Exercise brief
Beneath this line are the data; copy exactly the part of them that opens with the line containing "Kindly give the" and closes with the line containing "Please answer as", and only that part.

[Stored data entries]
***

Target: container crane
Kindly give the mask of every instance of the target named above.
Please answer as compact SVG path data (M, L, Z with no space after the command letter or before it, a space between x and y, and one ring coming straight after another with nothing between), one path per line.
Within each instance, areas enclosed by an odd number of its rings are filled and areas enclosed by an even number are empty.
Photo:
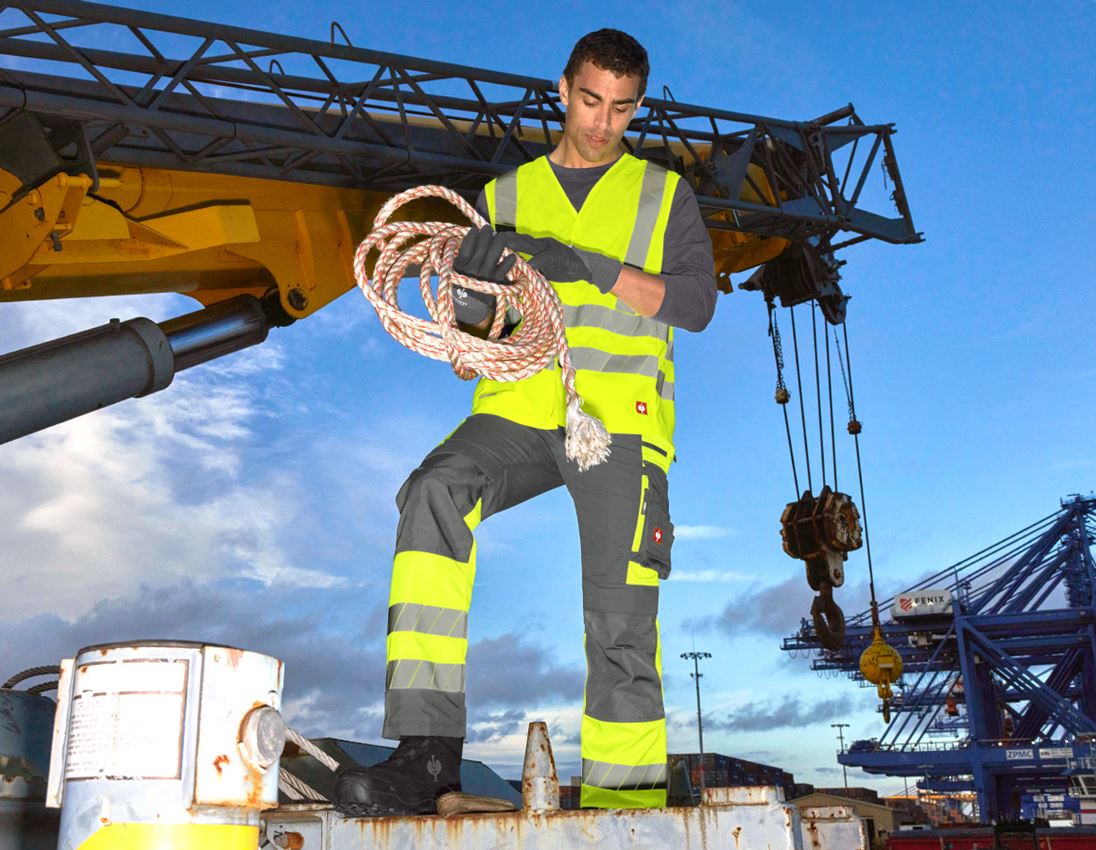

***

Exercise result
Kindly give the mask of every instance of the target named above.
Please answer as compact SVG path data (M, L, Z with no space after the command letter or before it, a space between x and y, and one ring coming straight after another with nothing between), one path per line.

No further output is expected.